__SELECTED EXTRACT__.
[start]

Re: [PATCH v2 05/12] MIPS: Barrier: Add definitions of SYNC stype values

From: Peter Zijlstra
Date: Wed Sep 07 2016 - 07:24:35 EST



This seems to be verbatim copies of the text from the manual. A few
questions below.

On Wed, Sep 07, 2016 at 10:45:13AM +0100, Matt Redfearn wrote:

> +/*
> + * Completion barriers:
> + * - Every synchronizable specified memory instruction (loads or stores or both)
> + * that occurs in the instruction stream before the SYNC instruction must be
> + * already globally performed before any synchronizable specified memory
> + * instructions that occur after the SYNC are allowed to be performed, with
> + * respect to any other processor or coherent I/O module.
> + *
> + * - The barrier does not guarantee the order in which instruction fetches are
> + * performed.
> + *
> + * - A stype value of zero will always be defined such that it performs the most
> + * complete set of synchronization operations that are defined.This means
> + * stype zero always does a completion barrier that affects both loads and
> + * stores preceding the SYNC instruction and both loads and stores that are
> + * subsequent to the SYNC instruction. Non-zero values of stype may be defined
> + * by the architecture or specific implementations to perform synchronization
> + * behaviors that are less complete than that of stype zero. If an
> + * implementation does not use one of these non-zero values to define a
> + * different synchronization behavior, then that non-zero value of stype must
> + * act the same as stype zero completion barrier. This allows software written
> + * for an implementation with a lighter-weight barrier to work on another
> + * implementation which only implements the stype zero completion barrier.

[end]

__DATASET EXCERPTS__.

[start]

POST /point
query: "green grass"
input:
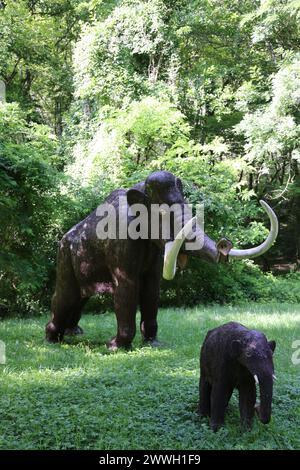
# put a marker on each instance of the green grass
(77, 395)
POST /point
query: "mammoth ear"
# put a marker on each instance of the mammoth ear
(134, 196)
(236, 347)
(224, 246)
(272, 345)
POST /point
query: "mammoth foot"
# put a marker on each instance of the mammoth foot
(114, 344)
(53, 334)
(75, 330)
(153, 342)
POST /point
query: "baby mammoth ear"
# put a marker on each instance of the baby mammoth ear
(236, 347)
(272, 345)
(134, 196)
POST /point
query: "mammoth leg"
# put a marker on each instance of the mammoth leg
(247, 399)
(73, 328)
(125, 301)
(149, 298)
(219, 399)
(205, 395)
(66, 302)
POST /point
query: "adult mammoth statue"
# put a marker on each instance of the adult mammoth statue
(129, 267)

[end]

__WORK TO DO__.
• 1. Please return the part of the SYNC barrier message from "Re: [PATCH v2" to "questions below." word for word.
• 2. According to the SYNC barrier message, why must an unused non-zero stype value behave like stype zero?

__ANSWERS__.
• 1.
Re: [PATCH v2 05/12] MIPS: Barrier: Add definitions of SYNC stype values

From: Peter Zijlstra
Date: Wed Sep 07 2016 - 07:24:35 EST



This seems to be verbatim copies of the text from the manual. A few
questions below.

• 2. A non-zero stype value that an implementation doesn't use for a different synchronization behavior must act as the stype zero completion barrier. This lets software written for an implementation with a lighter-weight barrier work on another implementation that only implements the stype zero completion barrier.